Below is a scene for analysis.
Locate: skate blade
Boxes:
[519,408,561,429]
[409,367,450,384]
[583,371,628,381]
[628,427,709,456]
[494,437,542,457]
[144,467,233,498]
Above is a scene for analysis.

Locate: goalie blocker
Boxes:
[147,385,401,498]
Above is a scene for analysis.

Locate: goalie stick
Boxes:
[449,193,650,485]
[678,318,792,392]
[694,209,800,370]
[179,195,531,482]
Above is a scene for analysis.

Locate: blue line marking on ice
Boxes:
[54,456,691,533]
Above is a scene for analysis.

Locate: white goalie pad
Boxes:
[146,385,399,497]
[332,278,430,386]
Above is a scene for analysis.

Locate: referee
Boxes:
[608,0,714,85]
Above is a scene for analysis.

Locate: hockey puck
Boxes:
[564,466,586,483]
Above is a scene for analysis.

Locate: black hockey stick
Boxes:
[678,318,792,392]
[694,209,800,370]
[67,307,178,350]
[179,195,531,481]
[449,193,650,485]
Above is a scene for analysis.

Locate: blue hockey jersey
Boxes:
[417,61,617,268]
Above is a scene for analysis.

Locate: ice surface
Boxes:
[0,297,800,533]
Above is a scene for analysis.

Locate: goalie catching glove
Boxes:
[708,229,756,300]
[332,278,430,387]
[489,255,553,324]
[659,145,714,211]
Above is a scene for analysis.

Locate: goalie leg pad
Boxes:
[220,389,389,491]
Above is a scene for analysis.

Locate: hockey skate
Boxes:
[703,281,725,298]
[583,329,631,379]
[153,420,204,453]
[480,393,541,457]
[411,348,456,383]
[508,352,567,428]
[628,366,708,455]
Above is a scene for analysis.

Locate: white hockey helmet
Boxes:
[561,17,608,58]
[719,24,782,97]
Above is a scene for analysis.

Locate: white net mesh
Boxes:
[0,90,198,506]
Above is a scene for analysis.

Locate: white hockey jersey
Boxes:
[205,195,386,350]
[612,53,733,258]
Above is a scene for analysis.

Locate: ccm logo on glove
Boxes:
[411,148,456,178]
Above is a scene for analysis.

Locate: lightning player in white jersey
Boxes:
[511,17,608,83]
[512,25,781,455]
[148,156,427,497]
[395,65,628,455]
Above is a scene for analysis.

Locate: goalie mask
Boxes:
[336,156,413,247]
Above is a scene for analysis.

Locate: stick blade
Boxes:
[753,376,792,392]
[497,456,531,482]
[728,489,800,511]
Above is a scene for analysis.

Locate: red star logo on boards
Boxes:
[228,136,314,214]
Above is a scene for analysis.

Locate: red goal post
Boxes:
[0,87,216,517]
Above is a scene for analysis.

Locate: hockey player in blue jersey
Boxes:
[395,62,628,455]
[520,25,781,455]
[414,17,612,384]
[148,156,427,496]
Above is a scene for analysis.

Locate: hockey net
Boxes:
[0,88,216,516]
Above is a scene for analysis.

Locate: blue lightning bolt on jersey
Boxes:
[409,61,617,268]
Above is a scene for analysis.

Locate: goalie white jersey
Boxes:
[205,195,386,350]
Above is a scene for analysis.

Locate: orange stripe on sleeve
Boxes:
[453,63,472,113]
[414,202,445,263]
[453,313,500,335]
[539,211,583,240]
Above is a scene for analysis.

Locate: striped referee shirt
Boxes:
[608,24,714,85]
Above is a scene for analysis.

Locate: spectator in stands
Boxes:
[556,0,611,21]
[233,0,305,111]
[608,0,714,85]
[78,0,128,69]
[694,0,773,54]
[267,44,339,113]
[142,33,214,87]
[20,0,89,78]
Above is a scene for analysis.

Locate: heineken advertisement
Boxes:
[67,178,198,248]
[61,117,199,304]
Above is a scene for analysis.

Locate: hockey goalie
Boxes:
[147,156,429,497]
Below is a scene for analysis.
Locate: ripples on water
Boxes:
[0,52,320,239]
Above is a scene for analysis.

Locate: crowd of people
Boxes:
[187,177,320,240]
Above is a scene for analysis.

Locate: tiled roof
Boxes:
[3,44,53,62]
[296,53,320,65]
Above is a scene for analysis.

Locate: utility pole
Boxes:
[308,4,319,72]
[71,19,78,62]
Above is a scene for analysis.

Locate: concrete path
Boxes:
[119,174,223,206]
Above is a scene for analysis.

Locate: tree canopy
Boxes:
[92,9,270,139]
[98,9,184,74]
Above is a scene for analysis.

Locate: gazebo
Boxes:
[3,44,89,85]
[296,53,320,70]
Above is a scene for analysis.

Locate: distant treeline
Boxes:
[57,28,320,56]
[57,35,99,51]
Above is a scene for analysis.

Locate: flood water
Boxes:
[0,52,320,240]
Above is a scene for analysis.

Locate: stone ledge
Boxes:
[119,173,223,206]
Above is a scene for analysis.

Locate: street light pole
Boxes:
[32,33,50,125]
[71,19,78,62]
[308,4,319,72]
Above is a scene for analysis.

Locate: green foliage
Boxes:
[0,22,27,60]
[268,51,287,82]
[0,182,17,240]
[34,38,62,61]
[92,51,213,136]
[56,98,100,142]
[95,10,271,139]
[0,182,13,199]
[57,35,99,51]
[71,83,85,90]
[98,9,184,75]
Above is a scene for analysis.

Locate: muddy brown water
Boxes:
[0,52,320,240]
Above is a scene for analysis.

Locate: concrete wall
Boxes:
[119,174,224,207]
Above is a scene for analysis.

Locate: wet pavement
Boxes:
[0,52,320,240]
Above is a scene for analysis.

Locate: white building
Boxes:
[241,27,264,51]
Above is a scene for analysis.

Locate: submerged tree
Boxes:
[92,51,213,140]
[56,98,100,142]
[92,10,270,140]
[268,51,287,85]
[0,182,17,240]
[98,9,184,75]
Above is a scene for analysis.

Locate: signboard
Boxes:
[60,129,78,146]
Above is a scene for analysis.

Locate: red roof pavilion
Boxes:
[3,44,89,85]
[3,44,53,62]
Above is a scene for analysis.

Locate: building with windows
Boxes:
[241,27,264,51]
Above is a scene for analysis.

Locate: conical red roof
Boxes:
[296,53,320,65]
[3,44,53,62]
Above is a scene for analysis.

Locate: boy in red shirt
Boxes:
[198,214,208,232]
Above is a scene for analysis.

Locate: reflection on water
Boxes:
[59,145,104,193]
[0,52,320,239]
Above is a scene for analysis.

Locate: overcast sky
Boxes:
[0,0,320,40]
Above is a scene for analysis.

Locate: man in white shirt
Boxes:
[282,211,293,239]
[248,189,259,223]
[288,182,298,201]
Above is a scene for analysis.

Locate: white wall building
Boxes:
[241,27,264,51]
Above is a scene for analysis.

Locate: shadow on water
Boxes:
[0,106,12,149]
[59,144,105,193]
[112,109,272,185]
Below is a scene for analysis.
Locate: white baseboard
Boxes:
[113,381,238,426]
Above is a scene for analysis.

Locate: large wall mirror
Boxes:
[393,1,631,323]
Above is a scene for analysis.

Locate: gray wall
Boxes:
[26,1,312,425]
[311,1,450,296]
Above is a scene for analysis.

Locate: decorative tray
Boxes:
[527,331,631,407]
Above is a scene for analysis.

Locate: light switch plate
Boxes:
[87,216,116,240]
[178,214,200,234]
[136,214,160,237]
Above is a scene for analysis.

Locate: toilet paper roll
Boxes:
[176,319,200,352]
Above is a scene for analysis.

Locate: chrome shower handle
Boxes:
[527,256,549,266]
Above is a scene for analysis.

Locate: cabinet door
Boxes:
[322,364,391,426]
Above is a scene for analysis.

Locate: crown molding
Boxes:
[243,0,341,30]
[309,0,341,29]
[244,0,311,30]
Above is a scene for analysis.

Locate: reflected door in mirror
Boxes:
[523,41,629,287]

Aufgabe.
Schreibe alle Einträge oben noch einmal ab und ersetze dabei „scene“ überall durch „image“. Alles andere bleibt unverändert.

Übungsergebnis.
Below is a image for analysis.
Locate: skate blade
Boxes:
[519,408,561,429]
[409,367,450,384]
[583,371,628,381]
[628,427,709,456]
[494,437,542,457]
[144,467,233,498]
Above is a image for analysis.

Locate: goalie blocker
Boxes:
[147,385,401,498]
Above is a image for analysis.

Locate: goalie stick
Boxes:
[449,193,650,485]
[678,318,792,392]
[694,209,800,370]
[179,195,531,482]
Above is a image for analysis.

Locate: blue line marking on ice
Boxes:
[54,456,691,533]
Above is a image for analysis.

Locate: white goalie pad
Boxes:
[146,385,399,497]
[332,278,430,386]
Above is a image for analysis.

Locate: referee
Boxes:
[608,0,714,85]
Above is a image for analysis.

Locate: hockey puck
Boxes:
[564,466,586,483]
Above is a image for analysis.

Locate: black hockey stick
Boxes:
[678,318,792,392]
[694,209,800,370]
[67,307,178,350]
[179,195,531,481]
[449,193,650,485]
Above is a image for analysis.

Locate: blue hockey jersey
Boxes:
[417,61,617,268]
Above is a image for analysis.

Locate: ice surface
Boxes:
[0,297,800,533]
Above is a image for analysis.

Locate: goalie catching glove
Boxes:
[708,229,756,300]
[332,278,430,387]
[489,255,553,324]
[659,145,714,211]
Above is a image for analysis.

Locate: goalie leg pad
Boxes:
[220,389,389,491]
Above is a image for analysis.

Locate: hockey skate
Boxes:
[703,281,725,298]
[583,329,631,379]
[153,420,204,453]
[480,393,541,457]
[411,348,456,383]
[508,352,567,428]
[628,366,708,455]
Above is a image for analysis.

Locate: white hockey helmet
Boxes:
[561,17,608,58]
[719,24,782,97]
Above is a image for analysis.

Locate: white net mesh
Boxes:
[0,90,198,506]
Above is a image for analysis.

Locate: white hockey jersey
Boxes:
[205,195,386,350]
[612,53,733,258]
Above is a image for analysis.

Locate: ccm logo on glove
Boxes:
[411,148,456,178]
Above is a image for analysis.

Locate: lightning player in white jersey
Boxes:
[511,17,608,83]
[512,25,781,455]
[148,156,427,497]
[395,65,628,455]
Above is a image for analysis.

Locate: goalie mask
Boxes:
[336,156,413,247]
Above is a image for analysis.

Locate: stick blade
Boxes:
[753,376,792,392]
[497,456,531,482]
[728,489,800,511]
Above is a image for analysis.

Locate: red star logo on boards
Boxes:
[228,136,314,214]
Above is a image for analysis.

Locate: red goal post
Boxes:
[0,87,216,517]
Above is a image for analysis.

Locate: hockey player in blue jersey
Boxes:
[395,62,628,455]
[520,25,781,455]
[414,17,612,384]
[148,156,427,496]
Above is a image for analysis.

Locate: hockey net
Boxes:
[0,88,216,516]
Above is a image for analysis.

Locate: blue lightning bolt on jersey
Boxes:
[409,61,617,268]
Above is a image for analysis.

Locate: goalie white jersey
Boxes:
[205,195,386,350]
Above is a image for analysis.

Locate: orange stripe on sleeve
Boxes:
[453,63,472,113]
[414,202,445,263]
[453,313,500,335]
[539,211,583,240]
Above is a image for analysis.

Locate: striped referee shirt
Boxes:
[608,24,714,85]
Above is a image for analysis.

Locate: spectator in stands
Boxes:
[556,0,611,21]
[233,0,305,111]
[608,0,714,85]
[78,0,128,69]
[694,0,773,54]
[267,44,339,113]
[142,33,214,87]
[20,0,89,78]
Above is a image for analysis.

Locate: heineken advertisement
Boxes:
[67,178,198,248]
[61,117,199,304]
Above is a image for analysis.

Locate: hockey goalie
Boxes:
[147,156,429,497]
Below is a image for analysis.
Locate: ripples on water
Boxes:
[0,52,320,239]
Above is a image for analysis.

Locate: crowd of people
Boxes:
[187,177,320,240]
Above is a image for analysis.

Locate: tiled roof
Boxes:
[3,44,53,62]
[296,53,320,65]
Above is a image for analysis.

Locate: utility pole
Boxes:
[308,4,319,72]
[71,19,78,62]
Above is a image for analysis.

Locate: concrete path
Boxes:
[119,174,223,206]
Above is a image for analysis.

Locate: tree canopy
Boxes:
[92,9,270,139]
[98,9,184,74]
Above is a image for analysis.

Locate: gazebo
Boxes:
[3,44,89,85]
[296,53,320,70]
Above is a image for analysis.

Locate: distant treeline
Boxes:
[57,28,320,56]
[57,35,99,51]
Above is a image for analysis.

Locate: flood water
Boxes:
[0,52,320,240]
Above is a image for analysis.

Locate: stone ledge
Boxes:
[119,173,223,206]
Above is a image for analysis.

Locate: street light pole
Boxes:
[32,33,50,125]
[71,19,78,62]
[308,4,319,72]
Above is a image for analysis.

Locate: green foliage
Boxes:
[0,22,27,60]
[268,51,287,82]
[0,182,17,240]
[34,38,62,61]
[92,51,213,136]
[56,98,100,142]
[95,10,271,139]
[0,182,13,199]
[57,35,99,51]
[71,83,85,90]
[98,9,184,75]
Above is a image for analysis.

Locate: muddy brown water
Boxes:
[0,52,320,240]
Above is a image for analysis.

Locate: concrete wall
Boxes:
[119,174,224,207]
Above is a image for analysis.

Locate: wet pavement
Boxes:
[0,52,320,240]
Above is a image for analysis.

Locate: white building
Boxes:
[241,27,264,51]
Above is a image for analysis.

Locate: submerged tree
Boxes:
[92,51,213,140]
[56,98,100,142]
[92,10,270,140]
[268,51,287,85]
[0,182,17,240]
[98,9,184,75]
Above is a image for analysis.

Locate: signboard
Boxes:
[60,129,78,146]
Above is a image for analysis.

Locate: red roof pavilion
Boxes:
[3,44,89,85]
[3,44,53,62]
Above is a image for analysis.

Locate: building with windows
Boxes:
[241,27,264,51]
Above is a image for analysis.

Locate: conical red roof
Boxes:
[296,53,320,65]
[3,44,53,62]
Above is a image for analysis.

Locate: boy in red shirt
Boxes:
[198,214,208,232]
Above is a image for analysis.

Locate: reflection on water
Boxes:
[59,145,104,193]
[0,52,320,239]
Above is a image for analysis.

Locate: overcast sky
Boxes:
[0,0,320,40]
Above is a image for analysis.

Locate: man in white shirt
Boxes:
[282,211,293,239]
[248,189,259,223]
[288,182,298,201]
Above is a image for analysis.

Locate: white wall building
Boxes:
[241,27,264,51]
Above is a image for analysis.

Locate: shadow on water
Boxes:
[0,106,12,149]
[59,144,105,193]
[112,109,272,185]
Below is a image for analysis.
Locate: white baseboard
Boxes:
[113,381,238,426]
Above is a image for analysis.

Locate: large wall mirror
Boxes:
[393,1,631,323]
Above is a image for analysis.

Locate: gray wall
Boxes:
[26,1,312,425]
[311,1,450,296]
Above is a image for analysis.

Locate: decorative tray
Boxes:
[527,331,631,407]
Above is a image for analysis.

Locate: light switch plate
Boxes:
[87,216,116,240]
[178,214,200,234]
[136,214,160,237]
Above is a image for analysis.

Locate: toilet paper roll
Boxes:
[176,319,200,352]
Above is a image for analysis.

Locate: chrome shower handle
Boxes:
[527,256,549,266]
Above is a image for analysis.

Locate: cabinet door
Boxes:
[322,364,391,426]
Above is a image for analysis.

Locate: crown molding
Boxes:
[243,0,341,30]
[309,0,341,29]
[244,0,311,30]
Above is a image for analysis.

Locate: reflected door in mirror
Boxes:
[523,41,629,287]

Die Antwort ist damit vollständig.